Written exercise a | Rewrite the part of the listing below that runs from its start through the line containing "[(376, 180), (644, 549)]", both ends included, as a JSON list of strings with one string per line and blank lines left out.

Text section |
================

Go to any UT library, pull a book off the shelf, open the front cover, and you’ll find it. Run afoul of the University police (well, hopefully not!), and you’ll see it on the shoulder patches of their uniforms. Stroll into the Gregory Gym annex and you can see it inlaid on the floor. It’s printed on every UT degree, carved in limestone on campus buildings, and displayed prominently on the Main Building for commencement (photo above). It’s the official seal of the University of Texas.
What we think of as the modern university made its first appearance in 12th century Europe as a well-organized union of teachers and students. It was an “academic guild,” similar in many ways to the trade guilds that were an important part of medieval towns. An aspiring tradesman would begin as an apprentice, and once the basics were learned, progress as a journeyman. When he had fully developed his skills, his final test was to produce a “masterpiece,” usually an object that showed his best effort and all that he had learned. If it passed inspection, he was declared a master tradesman by his peers and allowed to teach others. Academic degrees grew out of this same process; undergraduates can be thought of as apprentices, graduate students as journeymen (or journeywomen!). Instead of a masterpiece, a modern-day Ph.D. candidate writes a doctoral dissertation and defends their thesis in front of a faculty committee.
Above: Teaching at the University of Paris in the 14th century. Students sat on straw-covered stone floors.
From the beginning, academic insignia and dress were an integral part of university culture. Congregations, lectures, examinations, and graduations all included ritual words, objects, music, and required forms of dress. A scepter or mace carried by the rector identified him as the leader of a university, graduating doctors often received gold rings with their degrees, and hooded capes, which evolved into the modern cap and gown, were worn to identify university members to the public, with special colors and designs for both students and teachers.
The most prized symbol of a university was its seal. Only granted by a pope or monarch, the seal officially recognized a university as a corporation that could conduct legal affairs, and whose members had special rights and privileges different from ordinary townsfolk. The seal was so valuable, often the original carving was kept in a special chest with a triple lock, and several university authorities were required to be present to open it.

================

Supplied entries |

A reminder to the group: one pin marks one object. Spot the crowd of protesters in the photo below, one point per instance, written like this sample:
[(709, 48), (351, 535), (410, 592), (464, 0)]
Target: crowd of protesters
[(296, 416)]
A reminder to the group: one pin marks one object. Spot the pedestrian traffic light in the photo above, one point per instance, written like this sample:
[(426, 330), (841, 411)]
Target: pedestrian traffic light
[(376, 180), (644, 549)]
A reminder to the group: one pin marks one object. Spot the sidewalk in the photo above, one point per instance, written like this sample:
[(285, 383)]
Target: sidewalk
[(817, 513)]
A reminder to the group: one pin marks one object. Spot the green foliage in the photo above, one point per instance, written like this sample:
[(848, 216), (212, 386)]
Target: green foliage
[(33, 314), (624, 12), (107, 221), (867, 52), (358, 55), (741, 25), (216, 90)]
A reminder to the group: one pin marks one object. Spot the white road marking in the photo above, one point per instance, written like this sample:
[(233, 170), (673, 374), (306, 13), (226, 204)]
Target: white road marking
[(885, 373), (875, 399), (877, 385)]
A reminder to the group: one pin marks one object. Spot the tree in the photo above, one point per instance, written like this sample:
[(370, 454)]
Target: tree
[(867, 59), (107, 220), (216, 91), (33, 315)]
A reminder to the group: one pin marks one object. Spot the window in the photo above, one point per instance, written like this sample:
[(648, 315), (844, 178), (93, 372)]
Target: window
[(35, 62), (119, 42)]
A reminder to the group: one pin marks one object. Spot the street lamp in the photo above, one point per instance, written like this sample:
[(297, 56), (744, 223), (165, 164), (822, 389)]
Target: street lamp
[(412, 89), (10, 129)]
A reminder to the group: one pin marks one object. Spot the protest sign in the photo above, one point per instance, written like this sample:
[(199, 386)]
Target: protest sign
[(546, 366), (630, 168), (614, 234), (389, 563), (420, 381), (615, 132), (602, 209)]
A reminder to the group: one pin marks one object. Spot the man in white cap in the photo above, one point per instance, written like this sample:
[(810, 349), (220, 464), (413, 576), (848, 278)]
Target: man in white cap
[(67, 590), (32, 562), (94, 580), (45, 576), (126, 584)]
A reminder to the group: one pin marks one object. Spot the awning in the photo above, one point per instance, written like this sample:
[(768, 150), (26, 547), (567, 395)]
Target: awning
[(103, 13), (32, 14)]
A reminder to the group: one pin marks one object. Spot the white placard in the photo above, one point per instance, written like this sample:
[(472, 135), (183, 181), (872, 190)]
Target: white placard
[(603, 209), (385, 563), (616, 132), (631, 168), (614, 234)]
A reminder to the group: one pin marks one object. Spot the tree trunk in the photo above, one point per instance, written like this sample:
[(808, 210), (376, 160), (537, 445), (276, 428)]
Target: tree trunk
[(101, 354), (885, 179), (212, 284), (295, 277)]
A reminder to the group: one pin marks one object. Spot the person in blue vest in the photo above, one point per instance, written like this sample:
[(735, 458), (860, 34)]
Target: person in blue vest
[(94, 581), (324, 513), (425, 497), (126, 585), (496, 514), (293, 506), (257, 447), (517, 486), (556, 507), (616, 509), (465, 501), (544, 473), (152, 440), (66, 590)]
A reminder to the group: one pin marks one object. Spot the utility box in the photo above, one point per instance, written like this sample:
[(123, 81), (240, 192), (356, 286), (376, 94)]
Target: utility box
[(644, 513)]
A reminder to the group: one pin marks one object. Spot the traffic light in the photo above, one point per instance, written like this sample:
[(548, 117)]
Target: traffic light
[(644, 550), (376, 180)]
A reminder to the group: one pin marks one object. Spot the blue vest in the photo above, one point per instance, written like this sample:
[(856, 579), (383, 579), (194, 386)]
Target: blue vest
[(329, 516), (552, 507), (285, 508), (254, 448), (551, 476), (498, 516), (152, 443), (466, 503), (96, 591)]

================

Written exercise b | In the text on the University of Texas seal, rewrite the paragraph beginning "From the beginning, academic insignia and dress" more briefly, keeping its main facts.

Task output a |
[
  "A reminder to the group: one pin marks one object. Spot the crowd of protesters in the photo below, one point per instance, written like this sample:",
  "[(709, 48), (351, 535), (410, 592), (464, 0)]",
  "Target: crowd of protesters",
  "[(296, 416)]",
  "A reminder to the group: one pin marks one object. Spot the pedestrian traffic light in the photo above, one point per instance, written like this sample:",
  "[(426, 330), (841, 411)]",
  "Target: pedestrian traffic light",
  "[(376, 180), (644, 549)]"
]

Task output b | Academic insignia and dress were part of university culture from the start. Gatherings, lectures, exams, and graduations all used ritual words, objects, music, and required dress. The rector carried a scepter or mace that marked him as the university's leader. Graduating doctors often received gold rings with their degrees. Hooded capes, which later became the modern cap and gown, showed the public who belonged to the university, with special colors and designs for students and for teachers.